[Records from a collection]
[Begin]

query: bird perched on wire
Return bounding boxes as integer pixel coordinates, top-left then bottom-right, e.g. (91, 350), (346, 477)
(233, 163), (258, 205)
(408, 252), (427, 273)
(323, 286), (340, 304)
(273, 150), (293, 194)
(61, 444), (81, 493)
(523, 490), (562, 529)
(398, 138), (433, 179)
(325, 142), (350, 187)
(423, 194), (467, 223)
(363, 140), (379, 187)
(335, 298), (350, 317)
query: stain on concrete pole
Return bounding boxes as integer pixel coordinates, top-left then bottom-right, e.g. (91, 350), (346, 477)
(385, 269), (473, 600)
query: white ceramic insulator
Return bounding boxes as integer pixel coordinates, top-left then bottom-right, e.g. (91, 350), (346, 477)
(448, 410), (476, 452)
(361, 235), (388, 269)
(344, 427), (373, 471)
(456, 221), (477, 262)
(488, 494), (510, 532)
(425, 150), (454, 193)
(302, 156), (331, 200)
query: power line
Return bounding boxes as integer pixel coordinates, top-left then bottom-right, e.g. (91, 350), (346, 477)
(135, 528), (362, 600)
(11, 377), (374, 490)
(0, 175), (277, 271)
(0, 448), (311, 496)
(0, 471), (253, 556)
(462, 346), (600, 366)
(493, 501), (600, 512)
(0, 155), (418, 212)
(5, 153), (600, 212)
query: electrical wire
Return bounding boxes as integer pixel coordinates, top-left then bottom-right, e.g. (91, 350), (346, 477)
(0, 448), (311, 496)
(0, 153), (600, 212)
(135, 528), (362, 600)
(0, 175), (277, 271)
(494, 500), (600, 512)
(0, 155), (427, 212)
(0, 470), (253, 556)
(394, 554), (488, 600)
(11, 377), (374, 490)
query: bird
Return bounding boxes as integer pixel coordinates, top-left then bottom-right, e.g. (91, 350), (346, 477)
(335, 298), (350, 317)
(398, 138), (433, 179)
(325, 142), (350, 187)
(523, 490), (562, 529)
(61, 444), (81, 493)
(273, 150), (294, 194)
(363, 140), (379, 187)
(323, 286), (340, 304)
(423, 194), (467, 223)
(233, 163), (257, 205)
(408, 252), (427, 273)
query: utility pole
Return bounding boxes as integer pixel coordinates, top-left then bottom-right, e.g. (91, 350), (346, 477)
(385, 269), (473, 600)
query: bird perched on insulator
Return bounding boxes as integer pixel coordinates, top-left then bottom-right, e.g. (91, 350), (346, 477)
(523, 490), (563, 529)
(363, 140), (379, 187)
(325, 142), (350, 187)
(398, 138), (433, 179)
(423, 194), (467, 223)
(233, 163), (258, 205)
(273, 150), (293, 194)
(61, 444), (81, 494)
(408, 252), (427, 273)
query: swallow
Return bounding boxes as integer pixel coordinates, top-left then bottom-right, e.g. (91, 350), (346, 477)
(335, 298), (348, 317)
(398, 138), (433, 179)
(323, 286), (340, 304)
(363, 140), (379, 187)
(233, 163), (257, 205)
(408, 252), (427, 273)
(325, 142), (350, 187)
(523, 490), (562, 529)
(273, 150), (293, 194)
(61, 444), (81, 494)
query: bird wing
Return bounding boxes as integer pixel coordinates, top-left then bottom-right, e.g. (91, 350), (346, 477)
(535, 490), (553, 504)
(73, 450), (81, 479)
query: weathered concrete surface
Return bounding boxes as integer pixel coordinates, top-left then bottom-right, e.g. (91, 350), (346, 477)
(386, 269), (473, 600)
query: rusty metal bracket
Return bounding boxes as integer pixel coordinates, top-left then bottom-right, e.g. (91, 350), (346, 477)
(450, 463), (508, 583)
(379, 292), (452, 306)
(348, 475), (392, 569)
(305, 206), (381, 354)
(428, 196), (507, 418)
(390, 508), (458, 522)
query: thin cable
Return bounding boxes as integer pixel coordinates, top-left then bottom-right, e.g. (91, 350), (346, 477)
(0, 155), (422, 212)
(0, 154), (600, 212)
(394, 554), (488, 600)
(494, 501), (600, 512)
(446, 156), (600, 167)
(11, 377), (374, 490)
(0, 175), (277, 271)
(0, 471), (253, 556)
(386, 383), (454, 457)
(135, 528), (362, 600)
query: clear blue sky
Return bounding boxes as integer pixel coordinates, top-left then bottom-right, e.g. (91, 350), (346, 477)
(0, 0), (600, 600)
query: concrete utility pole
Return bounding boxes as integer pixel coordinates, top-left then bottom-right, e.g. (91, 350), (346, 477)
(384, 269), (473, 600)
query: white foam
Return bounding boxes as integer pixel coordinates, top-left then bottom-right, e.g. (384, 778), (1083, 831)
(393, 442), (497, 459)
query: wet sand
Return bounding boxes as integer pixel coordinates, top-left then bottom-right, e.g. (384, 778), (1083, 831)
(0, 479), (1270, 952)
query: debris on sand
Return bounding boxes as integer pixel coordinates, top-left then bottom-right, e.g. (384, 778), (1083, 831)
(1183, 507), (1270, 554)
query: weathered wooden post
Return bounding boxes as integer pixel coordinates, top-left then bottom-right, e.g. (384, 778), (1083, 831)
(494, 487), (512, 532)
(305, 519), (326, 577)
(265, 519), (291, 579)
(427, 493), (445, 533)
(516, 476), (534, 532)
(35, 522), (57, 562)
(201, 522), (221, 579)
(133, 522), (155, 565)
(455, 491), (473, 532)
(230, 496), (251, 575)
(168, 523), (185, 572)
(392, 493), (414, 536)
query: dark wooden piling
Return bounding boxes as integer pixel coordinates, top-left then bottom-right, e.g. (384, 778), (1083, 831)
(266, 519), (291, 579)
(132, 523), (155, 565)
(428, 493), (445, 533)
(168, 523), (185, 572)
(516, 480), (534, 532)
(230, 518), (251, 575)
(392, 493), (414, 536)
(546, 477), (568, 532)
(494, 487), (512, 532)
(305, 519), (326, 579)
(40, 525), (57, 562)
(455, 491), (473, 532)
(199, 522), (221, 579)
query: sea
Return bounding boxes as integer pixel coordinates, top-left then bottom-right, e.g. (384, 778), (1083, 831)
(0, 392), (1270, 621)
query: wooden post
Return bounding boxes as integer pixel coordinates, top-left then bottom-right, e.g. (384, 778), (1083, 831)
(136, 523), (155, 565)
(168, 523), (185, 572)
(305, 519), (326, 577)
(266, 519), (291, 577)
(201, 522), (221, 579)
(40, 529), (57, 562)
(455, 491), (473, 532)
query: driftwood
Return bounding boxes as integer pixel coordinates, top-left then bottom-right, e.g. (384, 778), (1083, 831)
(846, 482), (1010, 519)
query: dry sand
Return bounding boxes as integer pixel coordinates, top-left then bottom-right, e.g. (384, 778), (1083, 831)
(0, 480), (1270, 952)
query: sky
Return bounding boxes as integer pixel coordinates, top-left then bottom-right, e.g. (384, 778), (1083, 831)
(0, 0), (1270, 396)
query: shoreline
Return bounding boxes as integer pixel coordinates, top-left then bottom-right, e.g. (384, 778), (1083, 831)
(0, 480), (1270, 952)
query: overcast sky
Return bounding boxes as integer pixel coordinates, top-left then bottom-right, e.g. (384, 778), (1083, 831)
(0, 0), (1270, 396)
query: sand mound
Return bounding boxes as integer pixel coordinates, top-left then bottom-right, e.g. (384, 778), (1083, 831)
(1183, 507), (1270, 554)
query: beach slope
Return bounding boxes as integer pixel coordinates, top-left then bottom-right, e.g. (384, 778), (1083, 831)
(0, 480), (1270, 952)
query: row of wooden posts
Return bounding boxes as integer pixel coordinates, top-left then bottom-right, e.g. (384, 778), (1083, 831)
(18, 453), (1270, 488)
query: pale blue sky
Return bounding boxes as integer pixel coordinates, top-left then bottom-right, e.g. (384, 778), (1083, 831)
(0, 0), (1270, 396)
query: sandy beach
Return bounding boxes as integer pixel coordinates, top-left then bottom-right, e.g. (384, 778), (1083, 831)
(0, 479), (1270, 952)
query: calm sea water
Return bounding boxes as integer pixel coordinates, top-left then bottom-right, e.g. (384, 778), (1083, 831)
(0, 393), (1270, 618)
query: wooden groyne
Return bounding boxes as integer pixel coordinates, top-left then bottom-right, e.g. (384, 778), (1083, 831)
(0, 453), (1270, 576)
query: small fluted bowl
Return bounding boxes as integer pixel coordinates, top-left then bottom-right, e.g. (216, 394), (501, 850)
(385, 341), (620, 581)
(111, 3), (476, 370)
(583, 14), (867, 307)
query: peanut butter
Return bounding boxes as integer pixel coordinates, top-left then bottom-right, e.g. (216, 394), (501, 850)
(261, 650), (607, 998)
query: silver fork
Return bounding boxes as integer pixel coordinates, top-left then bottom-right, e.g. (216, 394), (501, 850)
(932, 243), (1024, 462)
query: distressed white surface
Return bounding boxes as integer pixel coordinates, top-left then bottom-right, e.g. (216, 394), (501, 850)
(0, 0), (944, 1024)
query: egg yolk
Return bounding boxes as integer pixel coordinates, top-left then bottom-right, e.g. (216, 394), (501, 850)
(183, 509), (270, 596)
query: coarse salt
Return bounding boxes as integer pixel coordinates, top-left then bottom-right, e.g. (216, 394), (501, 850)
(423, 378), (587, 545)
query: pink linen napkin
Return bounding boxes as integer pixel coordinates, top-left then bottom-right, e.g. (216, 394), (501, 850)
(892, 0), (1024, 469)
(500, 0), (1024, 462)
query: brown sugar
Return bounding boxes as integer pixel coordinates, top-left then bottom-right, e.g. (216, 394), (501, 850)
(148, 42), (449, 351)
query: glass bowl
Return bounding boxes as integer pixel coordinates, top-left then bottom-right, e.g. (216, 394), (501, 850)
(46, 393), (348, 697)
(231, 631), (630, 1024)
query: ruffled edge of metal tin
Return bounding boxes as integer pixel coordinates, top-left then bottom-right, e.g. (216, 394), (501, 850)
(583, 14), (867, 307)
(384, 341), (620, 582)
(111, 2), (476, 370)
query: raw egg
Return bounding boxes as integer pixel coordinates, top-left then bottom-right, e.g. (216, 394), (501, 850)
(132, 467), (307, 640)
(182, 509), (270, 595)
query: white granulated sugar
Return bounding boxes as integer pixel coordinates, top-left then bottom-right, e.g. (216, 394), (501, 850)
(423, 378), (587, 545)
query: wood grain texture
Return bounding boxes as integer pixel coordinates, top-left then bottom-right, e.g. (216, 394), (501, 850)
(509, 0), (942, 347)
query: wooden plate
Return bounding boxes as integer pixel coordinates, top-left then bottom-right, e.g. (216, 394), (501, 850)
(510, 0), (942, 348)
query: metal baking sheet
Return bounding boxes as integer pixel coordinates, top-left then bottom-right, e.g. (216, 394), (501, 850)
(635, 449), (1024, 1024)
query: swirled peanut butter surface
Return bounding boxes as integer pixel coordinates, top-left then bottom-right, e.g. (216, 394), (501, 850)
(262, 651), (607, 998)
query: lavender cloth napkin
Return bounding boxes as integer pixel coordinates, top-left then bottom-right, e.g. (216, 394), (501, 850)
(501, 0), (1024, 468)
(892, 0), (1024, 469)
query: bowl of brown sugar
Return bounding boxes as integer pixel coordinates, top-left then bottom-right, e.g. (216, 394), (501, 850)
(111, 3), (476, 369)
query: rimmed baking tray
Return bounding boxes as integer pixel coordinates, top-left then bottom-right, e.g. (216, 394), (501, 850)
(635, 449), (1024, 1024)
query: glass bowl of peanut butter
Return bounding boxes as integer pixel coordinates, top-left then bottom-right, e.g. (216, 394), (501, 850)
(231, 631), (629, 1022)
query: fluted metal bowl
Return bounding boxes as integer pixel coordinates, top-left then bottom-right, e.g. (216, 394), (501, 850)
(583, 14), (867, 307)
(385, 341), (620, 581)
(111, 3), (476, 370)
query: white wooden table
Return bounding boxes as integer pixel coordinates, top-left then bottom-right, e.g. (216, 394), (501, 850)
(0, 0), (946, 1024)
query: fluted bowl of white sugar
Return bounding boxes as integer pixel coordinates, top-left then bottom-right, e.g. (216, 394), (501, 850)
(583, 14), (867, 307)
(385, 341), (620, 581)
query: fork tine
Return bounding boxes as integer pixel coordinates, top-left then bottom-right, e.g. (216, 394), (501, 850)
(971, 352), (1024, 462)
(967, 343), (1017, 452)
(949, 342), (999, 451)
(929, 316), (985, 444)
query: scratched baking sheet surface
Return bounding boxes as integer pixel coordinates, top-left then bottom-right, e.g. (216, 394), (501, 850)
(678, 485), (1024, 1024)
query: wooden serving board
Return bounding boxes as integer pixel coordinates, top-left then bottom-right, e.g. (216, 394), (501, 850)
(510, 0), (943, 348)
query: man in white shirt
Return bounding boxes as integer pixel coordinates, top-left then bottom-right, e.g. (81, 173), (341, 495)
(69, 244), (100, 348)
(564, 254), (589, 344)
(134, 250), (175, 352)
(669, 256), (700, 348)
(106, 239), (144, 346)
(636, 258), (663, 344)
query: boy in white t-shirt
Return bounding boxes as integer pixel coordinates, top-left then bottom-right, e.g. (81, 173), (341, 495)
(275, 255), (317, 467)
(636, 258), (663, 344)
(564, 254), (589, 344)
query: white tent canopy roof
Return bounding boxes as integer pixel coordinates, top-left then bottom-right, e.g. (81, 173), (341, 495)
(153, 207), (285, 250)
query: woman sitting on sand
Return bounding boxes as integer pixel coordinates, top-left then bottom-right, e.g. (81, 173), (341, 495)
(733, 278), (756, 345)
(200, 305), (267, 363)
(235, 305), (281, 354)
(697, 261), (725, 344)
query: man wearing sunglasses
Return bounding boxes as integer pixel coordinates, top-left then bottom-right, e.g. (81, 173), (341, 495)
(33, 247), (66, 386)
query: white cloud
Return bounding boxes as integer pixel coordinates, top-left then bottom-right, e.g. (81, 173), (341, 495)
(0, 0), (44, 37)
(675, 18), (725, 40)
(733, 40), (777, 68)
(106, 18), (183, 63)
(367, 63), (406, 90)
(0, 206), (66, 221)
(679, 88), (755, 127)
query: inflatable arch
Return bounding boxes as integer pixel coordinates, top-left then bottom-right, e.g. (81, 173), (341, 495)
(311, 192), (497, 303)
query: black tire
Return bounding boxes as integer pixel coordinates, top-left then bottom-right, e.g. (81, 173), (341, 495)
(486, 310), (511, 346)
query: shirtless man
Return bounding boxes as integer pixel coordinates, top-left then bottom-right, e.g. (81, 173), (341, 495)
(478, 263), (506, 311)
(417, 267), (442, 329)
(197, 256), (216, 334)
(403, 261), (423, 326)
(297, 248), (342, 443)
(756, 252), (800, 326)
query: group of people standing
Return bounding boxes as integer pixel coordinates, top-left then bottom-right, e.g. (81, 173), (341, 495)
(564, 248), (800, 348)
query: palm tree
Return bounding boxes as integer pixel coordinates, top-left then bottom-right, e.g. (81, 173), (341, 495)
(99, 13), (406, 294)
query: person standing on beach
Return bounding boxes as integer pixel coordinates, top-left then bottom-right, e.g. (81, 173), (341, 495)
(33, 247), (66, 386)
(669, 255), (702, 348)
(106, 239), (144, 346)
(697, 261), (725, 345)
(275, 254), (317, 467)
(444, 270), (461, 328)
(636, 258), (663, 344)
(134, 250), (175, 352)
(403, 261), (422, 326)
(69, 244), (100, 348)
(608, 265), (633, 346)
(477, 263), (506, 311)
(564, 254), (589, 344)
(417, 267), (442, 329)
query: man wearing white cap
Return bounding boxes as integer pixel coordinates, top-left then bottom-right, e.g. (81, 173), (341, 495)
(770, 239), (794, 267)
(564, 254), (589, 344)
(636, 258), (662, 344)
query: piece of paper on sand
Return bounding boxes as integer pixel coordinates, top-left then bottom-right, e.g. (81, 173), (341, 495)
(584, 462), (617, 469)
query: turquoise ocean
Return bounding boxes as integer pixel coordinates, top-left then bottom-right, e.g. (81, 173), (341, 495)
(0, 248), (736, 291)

[End]

## Task brief
Extract, without any change, the part of the entries that opens with the line containing "query: bowl of brown sugar" and closes with the line containing "(231, 631), (629, 1022)". Include both of those lines.

## Answer to the task
query: bowl of brown sugar
Return bounding boxes as integer pixel coordinates, top-left then bottom-right, e.g. (216, 394), (501, 850)
(111, 3), (476, 369)
query: rimmed baking tray
Return bounding boxes as integer pixel coordinates, top-left then bottom-right, e.g. (216, 394), (501, 850)
(635, 449), (1024, 1024)
query: glass bowl of peanut butter
Return bounding boxes as integer pixel coordinates, top-left then bottom-right, e.g. (216, 394), (501, 850)
(231, 631), (629, 1022)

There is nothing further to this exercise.